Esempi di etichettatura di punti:

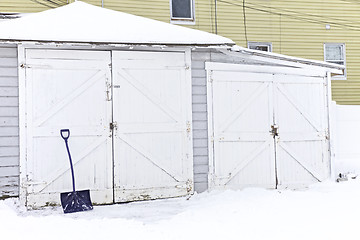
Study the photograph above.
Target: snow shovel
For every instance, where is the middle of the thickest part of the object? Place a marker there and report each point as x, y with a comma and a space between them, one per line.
75, 201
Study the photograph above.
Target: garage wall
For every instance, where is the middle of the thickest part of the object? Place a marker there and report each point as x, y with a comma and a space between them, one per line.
9, 123
347, 132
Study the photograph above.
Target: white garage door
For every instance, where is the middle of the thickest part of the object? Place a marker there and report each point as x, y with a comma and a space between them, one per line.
129, 114
268, 127
67, 89
152, 140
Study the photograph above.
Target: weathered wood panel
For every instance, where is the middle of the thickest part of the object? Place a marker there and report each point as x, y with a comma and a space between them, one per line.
9, 123
200, 145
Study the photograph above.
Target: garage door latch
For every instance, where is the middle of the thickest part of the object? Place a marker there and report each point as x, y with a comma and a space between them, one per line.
113, 125
274, 130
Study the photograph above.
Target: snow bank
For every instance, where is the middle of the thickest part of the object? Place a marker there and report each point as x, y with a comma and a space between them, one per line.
324, 211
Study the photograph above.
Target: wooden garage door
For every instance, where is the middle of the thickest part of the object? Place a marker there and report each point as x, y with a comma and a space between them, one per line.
268, 127
302, 147
152, 117
67, 89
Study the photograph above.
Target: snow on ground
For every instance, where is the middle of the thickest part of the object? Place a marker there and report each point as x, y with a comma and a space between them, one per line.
327, 210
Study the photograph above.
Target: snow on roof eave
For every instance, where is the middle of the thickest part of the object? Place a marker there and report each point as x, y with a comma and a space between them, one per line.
332, 67
82, 22
124, 44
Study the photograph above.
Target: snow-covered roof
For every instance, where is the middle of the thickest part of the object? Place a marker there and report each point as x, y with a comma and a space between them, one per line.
82, 22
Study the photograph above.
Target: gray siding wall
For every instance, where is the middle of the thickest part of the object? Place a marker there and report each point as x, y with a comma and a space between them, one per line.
9, 123
199, 110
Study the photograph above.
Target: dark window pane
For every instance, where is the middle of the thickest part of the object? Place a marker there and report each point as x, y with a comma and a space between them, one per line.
181, 9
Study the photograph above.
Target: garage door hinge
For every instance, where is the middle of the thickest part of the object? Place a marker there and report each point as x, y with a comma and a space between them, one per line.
24, 65
113, 125
210, 76
108, 92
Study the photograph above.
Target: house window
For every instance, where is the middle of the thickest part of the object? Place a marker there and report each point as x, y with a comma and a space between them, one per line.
262, 46
335, 53
182, 11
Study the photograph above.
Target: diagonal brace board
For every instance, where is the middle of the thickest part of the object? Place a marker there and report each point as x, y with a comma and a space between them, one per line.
67, 100
246, 161
303, 164
298, 107
155, 100
147, 155
240, 110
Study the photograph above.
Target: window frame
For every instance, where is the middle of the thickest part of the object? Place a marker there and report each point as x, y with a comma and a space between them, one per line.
337, 77
267, 44
186, 21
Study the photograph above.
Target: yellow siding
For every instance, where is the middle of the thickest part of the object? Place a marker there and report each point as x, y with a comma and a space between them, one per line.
295, 27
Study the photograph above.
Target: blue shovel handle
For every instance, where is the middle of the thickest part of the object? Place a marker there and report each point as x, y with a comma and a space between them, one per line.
65, 134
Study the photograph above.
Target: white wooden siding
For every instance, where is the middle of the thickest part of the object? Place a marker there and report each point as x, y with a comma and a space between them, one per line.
200, 129
9, 123
200, 147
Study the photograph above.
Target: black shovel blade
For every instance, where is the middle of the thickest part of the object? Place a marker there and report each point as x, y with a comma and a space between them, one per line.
77, 201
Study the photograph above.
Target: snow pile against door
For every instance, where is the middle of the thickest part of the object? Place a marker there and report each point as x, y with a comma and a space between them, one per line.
130, 119
267, 129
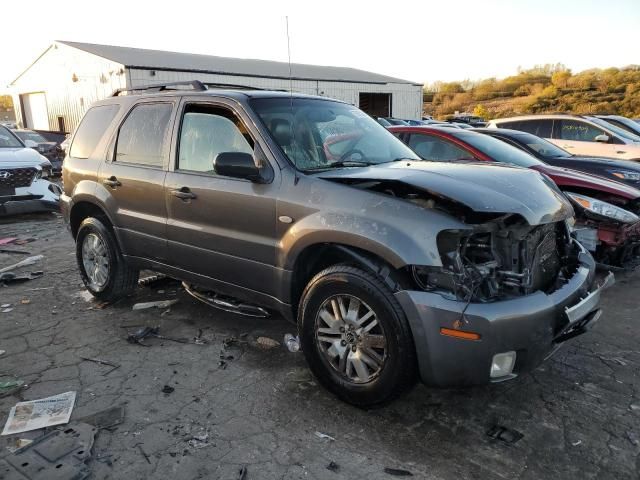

→ Cosa produrre
Riporta tutte le righe dei dati qui sopra in cui compare la stringa "window". Maiuscole e minuscole contano.

→ Risposta al compito
Target: dark window pane
Target: house window
Target: window frame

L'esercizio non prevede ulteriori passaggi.